_TRY IT_
Each line below with the string "sleeve" should be copied.

--------

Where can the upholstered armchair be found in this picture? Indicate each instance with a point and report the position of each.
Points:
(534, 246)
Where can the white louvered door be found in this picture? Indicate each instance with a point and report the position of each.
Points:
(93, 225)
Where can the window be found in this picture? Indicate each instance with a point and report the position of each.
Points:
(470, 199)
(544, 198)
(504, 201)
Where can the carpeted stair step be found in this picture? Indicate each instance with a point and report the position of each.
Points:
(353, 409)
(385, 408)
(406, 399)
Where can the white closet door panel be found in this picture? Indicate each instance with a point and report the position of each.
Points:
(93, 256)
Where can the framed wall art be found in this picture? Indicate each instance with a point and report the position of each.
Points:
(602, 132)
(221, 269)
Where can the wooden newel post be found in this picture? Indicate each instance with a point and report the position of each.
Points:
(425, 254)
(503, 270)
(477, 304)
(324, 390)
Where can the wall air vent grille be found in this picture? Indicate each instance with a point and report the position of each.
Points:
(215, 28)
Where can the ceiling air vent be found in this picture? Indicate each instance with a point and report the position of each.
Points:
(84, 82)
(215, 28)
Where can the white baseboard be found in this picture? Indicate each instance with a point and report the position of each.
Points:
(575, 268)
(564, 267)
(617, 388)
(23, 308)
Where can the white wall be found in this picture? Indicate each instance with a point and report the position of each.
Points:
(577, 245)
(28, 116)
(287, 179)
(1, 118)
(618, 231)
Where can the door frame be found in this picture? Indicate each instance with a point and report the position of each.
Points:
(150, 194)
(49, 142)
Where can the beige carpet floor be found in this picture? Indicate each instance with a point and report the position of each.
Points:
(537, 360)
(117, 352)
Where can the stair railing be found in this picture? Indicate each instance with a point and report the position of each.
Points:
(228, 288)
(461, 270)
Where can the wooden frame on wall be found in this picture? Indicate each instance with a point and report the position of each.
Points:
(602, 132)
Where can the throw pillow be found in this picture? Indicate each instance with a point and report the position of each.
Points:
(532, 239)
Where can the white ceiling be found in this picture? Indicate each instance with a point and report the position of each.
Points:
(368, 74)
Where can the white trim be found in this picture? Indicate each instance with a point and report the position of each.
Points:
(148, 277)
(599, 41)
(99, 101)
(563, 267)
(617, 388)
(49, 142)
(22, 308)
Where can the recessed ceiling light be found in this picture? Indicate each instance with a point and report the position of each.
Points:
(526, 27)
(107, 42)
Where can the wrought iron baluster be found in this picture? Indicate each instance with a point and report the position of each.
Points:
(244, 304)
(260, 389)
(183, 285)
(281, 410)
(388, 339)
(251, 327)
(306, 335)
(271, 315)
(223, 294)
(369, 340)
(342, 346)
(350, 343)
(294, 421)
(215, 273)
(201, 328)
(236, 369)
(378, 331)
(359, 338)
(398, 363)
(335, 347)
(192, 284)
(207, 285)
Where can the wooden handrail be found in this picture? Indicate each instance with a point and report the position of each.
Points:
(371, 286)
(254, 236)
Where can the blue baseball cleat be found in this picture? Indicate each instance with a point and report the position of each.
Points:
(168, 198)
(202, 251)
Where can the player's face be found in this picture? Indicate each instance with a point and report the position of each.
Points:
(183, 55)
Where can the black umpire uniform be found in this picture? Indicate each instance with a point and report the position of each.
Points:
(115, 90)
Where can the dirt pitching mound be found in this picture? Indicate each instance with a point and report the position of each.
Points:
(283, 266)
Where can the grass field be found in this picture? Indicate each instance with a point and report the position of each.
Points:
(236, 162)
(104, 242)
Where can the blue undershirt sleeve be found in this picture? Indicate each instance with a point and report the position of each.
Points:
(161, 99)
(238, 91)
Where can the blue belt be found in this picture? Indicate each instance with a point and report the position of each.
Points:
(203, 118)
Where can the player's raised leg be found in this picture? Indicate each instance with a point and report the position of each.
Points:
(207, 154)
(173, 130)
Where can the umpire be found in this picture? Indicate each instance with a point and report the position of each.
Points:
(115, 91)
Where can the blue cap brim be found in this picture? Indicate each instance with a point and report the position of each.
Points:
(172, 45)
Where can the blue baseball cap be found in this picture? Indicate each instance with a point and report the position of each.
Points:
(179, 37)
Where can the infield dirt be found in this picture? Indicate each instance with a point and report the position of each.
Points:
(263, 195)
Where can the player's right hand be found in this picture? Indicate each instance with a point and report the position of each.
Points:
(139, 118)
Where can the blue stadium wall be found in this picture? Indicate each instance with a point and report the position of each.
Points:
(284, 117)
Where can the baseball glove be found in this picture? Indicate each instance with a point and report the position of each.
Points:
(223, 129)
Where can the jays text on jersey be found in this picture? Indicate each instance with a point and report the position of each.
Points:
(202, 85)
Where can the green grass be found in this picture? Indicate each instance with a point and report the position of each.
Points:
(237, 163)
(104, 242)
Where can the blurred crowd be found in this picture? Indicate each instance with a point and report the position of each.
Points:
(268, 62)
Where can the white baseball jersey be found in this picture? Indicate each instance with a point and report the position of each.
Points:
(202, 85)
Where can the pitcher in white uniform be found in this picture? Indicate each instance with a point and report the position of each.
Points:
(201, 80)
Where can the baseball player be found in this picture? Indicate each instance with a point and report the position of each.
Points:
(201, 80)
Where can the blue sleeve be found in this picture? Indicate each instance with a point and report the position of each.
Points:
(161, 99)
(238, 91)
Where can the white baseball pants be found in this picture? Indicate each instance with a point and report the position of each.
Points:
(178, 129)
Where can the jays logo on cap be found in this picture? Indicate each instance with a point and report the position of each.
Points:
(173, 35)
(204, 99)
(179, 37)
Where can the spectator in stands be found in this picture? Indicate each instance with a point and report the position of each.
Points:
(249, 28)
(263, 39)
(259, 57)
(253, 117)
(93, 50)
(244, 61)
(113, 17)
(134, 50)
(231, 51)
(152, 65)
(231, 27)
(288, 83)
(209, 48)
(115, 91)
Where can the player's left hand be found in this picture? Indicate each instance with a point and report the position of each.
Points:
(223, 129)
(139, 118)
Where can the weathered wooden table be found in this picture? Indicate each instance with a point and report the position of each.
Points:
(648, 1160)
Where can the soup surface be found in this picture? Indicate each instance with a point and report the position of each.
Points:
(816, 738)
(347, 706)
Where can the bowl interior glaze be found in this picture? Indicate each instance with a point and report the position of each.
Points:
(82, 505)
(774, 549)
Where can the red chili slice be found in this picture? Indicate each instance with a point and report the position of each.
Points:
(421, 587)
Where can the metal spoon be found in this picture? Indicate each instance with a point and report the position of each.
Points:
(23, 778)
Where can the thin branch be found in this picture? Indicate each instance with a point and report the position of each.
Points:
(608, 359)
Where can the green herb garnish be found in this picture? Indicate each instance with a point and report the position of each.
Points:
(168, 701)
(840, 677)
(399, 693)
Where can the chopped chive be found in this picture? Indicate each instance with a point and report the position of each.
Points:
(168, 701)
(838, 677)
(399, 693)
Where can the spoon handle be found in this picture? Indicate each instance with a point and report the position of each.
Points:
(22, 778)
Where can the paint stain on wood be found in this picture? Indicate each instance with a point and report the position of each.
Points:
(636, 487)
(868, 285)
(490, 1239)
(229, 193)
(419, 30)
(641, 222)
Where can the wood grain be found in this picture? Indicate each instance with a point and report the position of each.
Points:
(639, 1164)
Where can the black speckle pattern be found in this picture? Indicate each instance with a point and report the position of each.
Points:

--------

_ANSWER TO THE EXERCISE_
Where can the blue undershirt sleeve be found in this picture? Indicate each instance with a point and report the position of each.
Where can the blue sleeve be found in this picture? Indicate each instance with a point and report the position of each.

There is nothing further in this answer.